9.What are the big barriers or frustrations you face to achieving change?
In our sector, it is the expectation that Gemfields has solved all the problems or that we are operating at the same level as a super-major mining company. Mining is a long, slow process and issues of sustainability cannot be solved overnight; whether it’s rehabilitating the environment, introducing safer systems or addressing community needs. Change must be sustainable in an economic sense too – prudence is key to longer term success.

10.What is your greatest achievement to date?
At Gemfields, my major achievement is having built a global sustainability strategy and growing local teams from 1 to over 15 people in just under 3 years, and in that time, overseeing a massive improvement in community relations and projects specifically in Mozambique. The impact we have seen from our efforts has been incredible with many thousands of people benefitting. Visiting and talking with these people never fails to reaffirm why I chose to spend my life in this sector. I am also very proud of the work I have done in the downstream market working with our business partners to help them improve their cutting and polishing factories by carrying out audits – something that had never been done before in the coloured gemstone sector.

> PROBLEM DESCRIPTION: Copy the section of the Gemfields interview text from "9.What are the" to "longer term success." word for word. You can skip the records that come next; they aren't used.

> SUPPLIED ENTRIES:

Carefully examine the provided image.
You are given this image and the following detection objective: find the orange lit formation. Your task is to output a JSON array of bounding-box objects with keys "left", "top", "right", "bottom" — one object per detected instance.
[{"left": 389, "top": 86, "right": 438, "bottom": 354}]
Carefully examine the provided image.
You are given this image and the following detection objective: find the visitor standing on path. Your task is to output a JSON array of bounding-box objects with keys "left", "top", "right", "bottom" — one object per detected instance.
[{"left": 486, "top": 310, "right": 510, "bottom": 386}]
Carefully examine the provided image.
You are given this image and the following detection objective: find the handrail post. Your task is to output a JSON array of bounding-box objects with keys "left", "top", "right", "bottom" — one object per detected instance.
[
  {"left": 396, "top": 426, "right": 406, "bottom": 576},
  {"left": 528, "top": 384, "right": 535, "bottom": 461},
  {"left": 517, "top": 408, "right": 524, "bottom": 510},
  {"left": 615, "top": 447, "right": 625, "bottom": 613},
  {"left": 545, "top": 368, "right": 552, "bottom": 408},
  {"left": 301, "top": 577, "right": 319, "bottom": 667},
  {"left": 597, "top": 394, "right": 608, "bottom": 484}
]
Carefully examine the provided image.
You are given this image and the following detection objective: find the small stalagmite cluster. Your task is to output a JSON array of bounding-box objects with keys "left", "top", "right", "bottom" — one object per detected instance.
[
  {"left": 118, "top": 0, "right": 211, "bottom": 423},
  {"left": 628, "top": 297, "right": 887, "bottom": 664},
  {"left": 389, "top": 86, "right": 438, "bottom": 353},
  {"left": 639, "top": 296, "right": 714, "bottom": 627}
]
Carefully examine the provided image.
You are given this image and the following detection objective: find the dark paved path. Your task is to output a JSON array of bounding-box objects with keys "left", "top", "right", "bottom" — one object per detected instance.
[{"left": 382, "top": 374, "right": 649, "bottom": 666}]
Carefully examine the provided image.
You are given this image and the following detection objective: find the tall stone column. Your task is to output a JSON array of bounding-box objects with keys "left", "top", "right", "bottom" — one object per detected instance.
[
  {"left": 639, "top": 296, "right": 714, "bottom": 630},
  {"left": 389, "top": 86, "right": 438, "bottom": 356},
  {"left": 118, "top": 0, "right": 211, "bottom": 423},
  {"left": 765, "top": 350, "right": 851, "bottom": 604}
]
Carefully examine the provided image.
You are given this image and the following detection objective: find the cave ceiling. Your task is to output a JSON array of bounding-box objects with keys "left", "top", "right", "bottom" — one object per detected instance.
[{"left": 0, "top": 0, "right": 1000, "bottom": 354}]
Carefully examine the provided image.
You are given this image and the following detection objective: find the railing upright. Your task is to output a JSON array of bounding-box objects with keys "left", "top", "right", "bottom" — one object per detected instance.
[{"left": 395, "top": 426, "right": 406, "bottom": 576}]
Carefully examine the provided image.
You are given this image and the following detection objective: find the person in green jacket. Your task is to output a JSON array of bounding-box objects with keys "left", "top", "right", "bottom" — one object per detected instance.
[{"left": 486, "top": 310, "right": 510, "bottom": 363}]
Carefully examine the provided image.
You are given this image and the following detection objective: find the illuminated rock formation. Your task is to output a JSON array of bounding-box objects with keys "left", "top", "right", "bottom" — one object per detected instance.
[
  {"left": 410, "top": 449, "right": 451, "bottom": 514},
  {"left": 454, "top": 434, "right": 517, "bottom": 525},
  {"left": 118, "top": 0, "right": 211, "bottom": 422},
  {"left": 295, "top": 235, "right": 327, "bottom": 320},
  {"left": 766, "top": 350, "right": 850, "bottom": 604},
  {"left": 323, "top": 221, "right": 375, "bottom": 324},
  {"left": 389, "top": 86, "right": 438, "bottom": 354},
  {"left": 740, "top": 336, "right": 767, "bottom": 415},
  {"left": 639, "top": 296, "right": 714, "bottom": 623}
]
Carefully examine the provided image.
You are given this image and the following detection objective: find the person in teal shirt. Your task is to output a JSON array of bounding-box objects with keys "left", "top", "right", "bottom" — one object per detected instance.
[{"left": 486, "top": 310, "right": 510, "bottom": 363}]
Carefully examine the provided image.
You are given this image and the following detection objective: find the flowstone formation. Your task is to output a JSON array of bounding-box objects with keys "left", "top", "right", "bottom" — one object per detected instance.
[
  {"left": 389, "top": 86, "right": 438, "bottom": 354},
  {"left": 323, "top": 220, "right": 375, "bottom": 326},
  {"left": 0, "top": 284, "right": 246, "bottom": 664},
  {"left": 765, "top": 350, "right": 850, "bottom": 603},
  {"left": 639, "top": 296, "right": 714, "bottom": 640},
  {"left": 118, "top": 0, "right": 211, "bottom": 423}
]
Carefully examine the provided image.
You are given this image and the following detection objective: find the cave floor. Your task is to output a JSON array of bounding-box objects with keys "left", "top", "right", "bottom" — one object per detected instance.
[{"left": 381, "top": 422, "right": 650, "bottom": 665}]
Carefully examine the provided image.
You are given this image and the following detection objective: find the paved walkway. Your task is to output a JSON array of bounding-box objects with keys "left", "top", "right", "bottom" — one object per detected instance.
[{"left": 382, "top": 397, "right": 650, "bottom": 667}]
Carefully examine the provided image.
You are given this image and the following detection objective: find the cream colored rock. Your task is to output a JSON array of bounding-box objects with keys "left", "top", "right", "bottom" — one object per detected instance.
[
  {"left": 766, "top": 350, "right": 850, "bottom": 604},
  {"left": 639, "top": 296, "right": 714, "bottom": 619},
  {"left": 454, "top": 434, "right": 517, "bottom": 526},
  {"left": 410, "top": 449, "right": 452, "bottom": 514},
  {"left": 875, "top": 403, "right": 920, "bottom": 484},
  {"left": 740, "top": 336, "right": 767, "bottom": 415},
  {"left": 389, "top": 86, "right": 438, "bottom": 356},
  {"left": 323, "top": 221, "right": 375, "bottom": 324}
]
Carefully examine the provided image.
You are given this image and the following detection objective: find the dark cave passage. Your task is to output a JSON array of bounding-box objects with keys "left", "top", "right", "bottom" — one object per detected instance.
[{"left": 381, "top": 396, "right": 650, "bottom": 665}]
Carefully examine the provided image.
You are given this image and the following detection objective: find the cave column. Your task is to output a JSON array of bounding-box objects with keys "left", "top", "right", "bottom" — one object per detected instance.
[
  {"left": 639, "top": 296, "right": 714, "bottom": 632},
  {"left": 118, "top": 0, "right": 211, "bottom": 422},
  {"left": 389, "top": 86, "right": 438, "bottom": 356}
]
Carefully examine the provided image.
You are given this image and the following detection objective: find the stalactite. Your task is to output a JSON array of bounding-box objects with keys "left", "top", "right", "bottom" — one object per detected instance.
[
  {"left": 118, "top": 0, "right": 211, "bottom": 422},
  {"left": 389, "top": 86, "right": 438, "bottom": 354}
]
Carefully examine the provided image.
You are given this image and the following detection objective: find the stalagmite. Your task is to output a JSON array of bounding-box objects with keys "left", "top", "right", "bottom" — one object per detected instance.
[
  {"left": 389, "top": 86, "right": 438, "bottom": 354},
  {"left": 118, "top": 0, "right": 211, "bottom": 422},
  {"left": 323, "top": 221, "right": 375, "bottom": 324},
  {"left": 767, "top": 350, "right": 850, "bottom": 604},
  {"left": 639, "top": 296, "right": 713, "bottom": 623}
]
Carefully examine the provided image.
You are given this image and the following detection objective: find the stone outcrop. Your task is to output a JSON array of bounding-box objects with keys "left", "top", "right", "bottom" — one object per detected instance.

> TASK RESULT:
9.What are the big barriers or frustrations you face to achieving change?
In our sector, it is the expectation that Gemfields has solved all the problems or that we are operating at the same level as a super-major mining company. Mining is a long, slow process and issues of sustainability cannot be solved overnight; whether it’s rehabilitating the environment, introducing safer systems or addressing community needs. Change must be sustainable in an economic sense too – prudence is key to longer term success.